Task statement
Reproduce every line of the entries, requests included, but multiply each coordinate in the answers by 2.1 and round the result to a whole number, with halves rounded up. Leave the numbers in the requests and their format samples unchanged.

Entries supplied

○ ○ ○ ○

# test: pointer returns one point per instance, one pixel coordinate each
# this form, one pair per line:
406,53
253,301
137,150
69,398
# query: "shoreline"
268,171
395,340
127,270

○ ○ ○ ○

Final result
# test: pointer returns one point per instance, one pixel coordinate each
# this form, one pair per line:
406,53
253,301
137,150
69,398
# query: "shoreline"
563,359
830,714
267,567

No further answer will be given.